Dataset excerpts

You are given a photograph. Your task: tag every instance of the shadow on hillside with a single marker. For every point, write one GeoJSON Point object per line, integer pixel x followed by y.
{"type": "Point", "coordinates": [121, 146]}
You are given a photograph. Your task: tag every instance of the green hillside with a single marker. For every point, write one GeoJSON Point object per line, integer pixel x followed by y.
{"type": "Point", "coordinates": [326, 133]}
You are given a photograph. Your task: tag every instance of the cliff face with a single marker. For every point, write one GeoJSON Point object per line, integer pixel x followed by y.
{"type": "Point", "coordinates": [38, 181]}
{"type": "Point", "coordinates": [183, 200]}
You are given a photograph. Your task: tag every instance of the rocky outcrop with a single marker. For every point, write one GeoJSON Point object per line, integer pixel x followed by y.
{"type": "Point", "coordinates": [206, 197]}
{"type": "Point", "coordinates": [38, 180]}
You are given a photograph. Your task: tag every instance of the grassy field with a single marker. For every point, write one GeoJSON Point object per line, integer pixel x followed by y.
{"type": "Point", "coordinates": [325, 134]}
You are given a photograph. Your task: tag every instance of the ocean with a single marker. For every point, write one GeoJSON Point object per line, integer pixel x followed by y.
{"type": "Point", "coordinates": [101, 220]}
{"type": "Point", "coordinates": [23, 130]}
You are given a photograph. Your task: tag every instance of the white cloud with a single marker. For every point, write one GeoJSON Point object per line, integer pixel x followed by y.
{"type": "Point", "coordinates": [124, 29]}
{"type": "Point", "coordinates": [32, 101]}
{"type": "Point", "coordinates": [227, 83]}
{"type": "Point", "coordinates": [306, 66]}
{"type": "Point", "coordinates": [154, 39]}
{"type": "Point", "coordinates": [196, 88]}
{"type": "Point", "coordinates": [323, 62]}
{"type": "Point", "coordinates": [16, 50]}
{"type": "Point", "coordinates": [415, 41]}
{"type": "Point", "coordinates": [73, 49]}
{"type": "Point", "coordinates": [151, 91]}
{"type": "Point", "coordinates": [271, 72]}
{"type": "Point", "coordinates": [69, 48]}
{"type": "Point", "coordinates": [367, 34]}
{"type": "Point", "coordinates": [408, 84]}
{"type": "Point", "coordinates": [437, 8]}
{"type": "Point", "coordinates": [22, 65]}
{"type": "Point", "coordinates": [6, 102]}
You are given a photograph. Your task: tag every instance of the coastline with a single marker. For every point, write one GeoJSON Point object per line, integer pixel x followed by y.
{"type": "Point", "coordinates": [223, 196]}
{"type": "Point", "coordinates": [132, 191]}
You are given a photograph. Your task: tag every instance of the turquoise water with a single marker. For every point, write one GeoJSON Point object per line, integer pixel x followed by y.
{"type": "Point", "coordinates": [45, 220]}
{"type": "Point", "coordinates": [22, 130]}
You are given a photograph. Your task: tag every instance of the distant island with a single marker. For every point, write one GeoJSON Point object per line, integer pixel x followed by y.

What is being asked
Write out the entries above word for word.

Answer
You are given a photograph. Your task: tag every instance of the shadow on hillside with a single marker. For every point, write one GeoJSON Point object per line, integer pixel x followed by y.
{"type": "Point", "coordinates": [121, 146]}
You are given a photograph. Your task: tag every instance of the green hillside with a single marker. For every point, write one GeoJSON Point object per line, integer pixel x followed by y.
{"type": "Point", "coordinates": [326, 133]}
You are given a photograph. Your task: tag every instance of the cliff face with a single marker. For every point, write one GeoJSON Point object per line, integer pixel x followed by y.
{"type": "Point", "coordinates": [38, 181]}
{"type": "Point", "coordinates": [183, 200]}
You are given a photograph. Your task: tag every instance of the rocky outcrop with a single marker. For every point, write one GeoJSON Point object per line, integer pixel x followed by y.
{"type": "Point", "coordinates": [206, 197]}
{"type": "Point", "coordinates": [38, 180]}
You are given a photograph. Your task: tag every instance of the grassy field with a single marker. For every point, write one GeoJSON Point object per line, integer pixel x followed by y.
{"type": "Point", "coordinates": [325, 134]}
You are given a photograph. Your task: tag every instance of the ocean with a single marker. For every point, write one GeoJSON Point object per line, integer pixel x followed by y.
{"type": "Point", "coordinates": [101, 220]}
{"type": "Point", "coordinates": [23, 130]}
You are given a photograph. Your task: tag every instance of the white cloud with a single marker. For every point, write one GeoJSON Point object per line, integer pixel x followed by y.
{"type": "Point", "coordinates": [124, 29]}
{"type": "Point", "coordinates": [32, 101]}
{"type": "Point", "coordinates": [227, 83]}
{"type": "Point", "coordinates": [306, 66]}
{"type": "Point", "coordinates": [154, 39]}
{"type": "Point", "coordinates": [196, 88]}
{"type": "Point", "coordinates": [323, 62]}
{"type": "Point", "coordinates": [16, 50]}
{"type": "Point", "coordinates": [415, 41]}
{"type": "Point", "coordinates": [73, 49]}
{"type": "Point", "coordinates": [151, 91]}
{"type": "Point", "coordinates": [271, 72]}
{"type": "Point", "coordinates": [69, 48]}
{"type": "Point", "coordinates": [367, 34]}
{"type": "Point", "coordinates": [408, 84]}
{"type": "Point", "coordinates": [437, 8]}
{"type": "Point", "coordinates": [22, 65]}
{"type": "Point", "coordinates": [6, 102]}
You are given a photograph. Your task: tag every instance of the coastline with a single marker. For every point, write one GeoJSON Point object per line, integer pixel x followed by y.
{"type": "Point", "coordinates": [223, 196]}
{"type": "Point", "coordinates": [132, 191]}
You are given a photograph. Your task: tag every instance of the turquoise water with a single marker. For every point, write one GeoJSON Point object per line, integer pixel x followed by y.
{"type": "Point", "coordinates": [45, 220]}
{"type": "Point", "coordinates": [22, 130]}
You are given a photograph. Your task: tag every instance of the distant island with a single marker. For every point, write one GeoJSON Point object per line, integer pixel x followed by y.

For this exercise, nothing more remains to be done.